— Start SOURCE RECORDS —
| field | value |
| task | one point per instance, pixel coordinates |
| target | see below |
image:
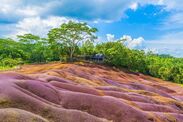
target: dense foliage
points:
(30, 48)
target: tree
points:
(72, 34)
(35, 47)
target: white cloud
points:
(134, 6)
(110, 37)
(38, 26)
(136, 43)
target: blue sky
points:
(147, 24)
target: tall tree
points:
(71, 34)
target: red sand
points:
(86, 93)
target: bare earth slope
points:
(86, 93)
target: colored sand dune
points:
(86, 93)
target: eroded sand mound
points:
(86, 93)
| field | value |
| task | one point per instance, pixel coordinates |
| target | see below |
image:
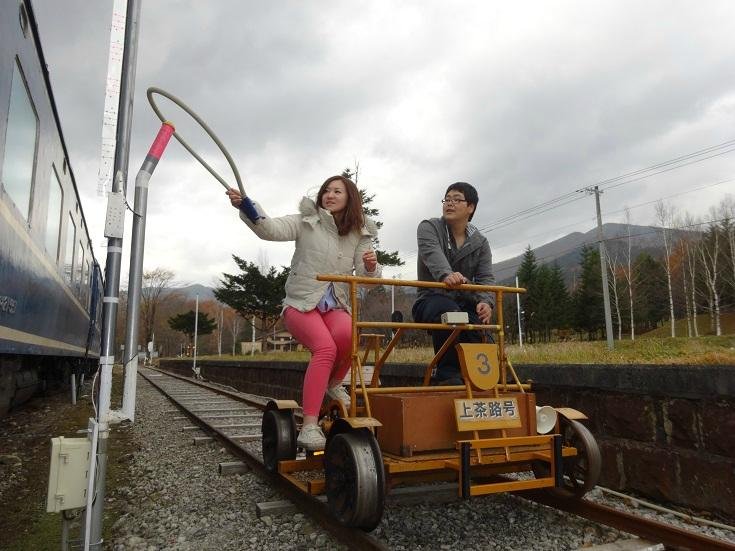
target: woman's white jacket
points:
(319, 250)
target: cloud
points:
(526, 100)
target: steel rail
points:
(660, 532)
(352, 537)
(664, 533)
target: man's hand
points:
(484, 312)
(370, 259)
(455, 278)
(235, 197)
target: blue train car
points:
(50, 281)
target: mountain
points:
(191, 291)
(566, 251)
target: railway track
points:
(235, 419)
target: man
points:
(453, 251)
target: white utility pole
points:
(252, 348)
(518, 309)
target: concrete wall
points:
(665, 432)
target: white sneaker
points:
(339, 393)
(311, 438)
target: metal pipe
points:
(196, 331)
(135, 275)
(415, 283)
(518, 310)
(112, 268)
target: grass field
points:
(649, 350)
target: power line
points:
(607, 239)
(414, 252)
(611, 183)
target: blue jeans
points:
(429, 309)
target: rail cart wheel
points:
(279, 437)
(581, 471)
(355, 479)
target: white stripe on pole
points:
(112, 96)
(518, 308)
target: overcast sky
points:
(528, 101)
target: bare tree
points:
(220, 326)
(709, 254)
(665, 216)
(691, 255)
(727, 215)
(235, 322)
(155, 284)
(615, 269)
(629, 276)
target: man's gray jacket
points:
(438, 257)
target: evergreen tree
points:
(529, 300)
(589, 310)
(184, 323)
(252, 293)
(651, 300)
(384, 257)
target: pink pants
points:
(328, 336)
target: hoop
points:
(153, 90)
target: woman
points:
(332, 236)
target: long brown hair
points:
(352, 217)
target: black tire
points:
(279, 437)
(581, 471)
(355, 479)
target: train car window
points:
(78, 268)
(53, 216)
(86, 283)
(23, 21)
(71, 234)
(21, 140)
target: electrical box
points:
(67, 485)
(455, 318)
(115, 219)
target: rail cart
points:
— End SOURCE RECORDS —
Write out the stretch from the line containing "target: cloud" through the end of the material as a numbered list, leaving out any blank lines.

SOLUTION BELOW>
1. target: cloud
2. points:
3. (526, 100)
4. target: steel rail
5. points:
6. (660, 532)
7. (352, 537)
8. (664, 533)
9. target: man's hand
10. points:
11. (484, 312)
12. (370, 259)
13. (455, 278)
14. (235, 197)
15. target: blue train car
16. points:
17. (50, 281)
18. target: mountain
19. points:
20. (191, 291)
21. (566, 251)
22. target: railway track
23. points:
24. (235, 419)
25. target: man
26. points:
27. (453, 251)
28. target: white utility pole
29. points:
30. (252, 348)
31. (518, 309)
32. target: concrete wall
33. points:
34. (665, 432)
35. target: white sneaker
36. points:
37. (339, 393)
38. (311, 438)
39. target: metal pipe
40. points:
41. (196, 331)
42. (135, 275)
43. (415, 283)
44. (518, 310)
45. (112, 268)
46. target: grass field
47. points:
48. (649, 350)
49. target: power line
50. points:
51. (607, 239)
52. (414, 252)
53. (611, 183)
54. target: blue jeans
55. points:
56. (429, 309)
57. target: rail cart wheel
58. points:
59. (279, 437)
60. (581, 471)
61. (355, 479)
62. target: white stripe on pole
63. points:
64. (112, 96)
65. (518, 308)
66. target: overcast sky
67. points:
68. (528, 101)
69. target: bare tree
70. points:
71. (220, 326)
72. (709, 254)
73. (665, 216)
74. (691, 255)
75. (727, 215)
76. (235, 322)
77. (155, 284)
78. (615, 269)
79. (629, 276)
80. target: man's gray jacket
81. points:
82. (438, 257)
83. target: evergreen tree
84. points:
85. (529, 300)
86. (589, 310)
87. (184, 323)
88. (252, 293)
89. (651, 300)
90. (384, 257)
91. target: pink pants
92. points:
93. (328, 336)
94. target: hoop
95. points:
96. (153, 90)
97. target: woman
98. points:
99. (332, 236)
100. target: long brown hair
101. points:
102. (352, 217)
103. target: black tire
104. points:
105. (279, 437)
106. (581, 471)
107. (355, 479)
108. target: train car window
109. points:
110. (78, 268)
111. (53, 216)
112. (86, 283)
113. (23, 21)
114. (71, 234)
115. (21, 140)
116. target: electrical box
117. points:
118. (67, 485)
119. (455, 318)
120. (115, 219)
121. target: rail cart
122. points:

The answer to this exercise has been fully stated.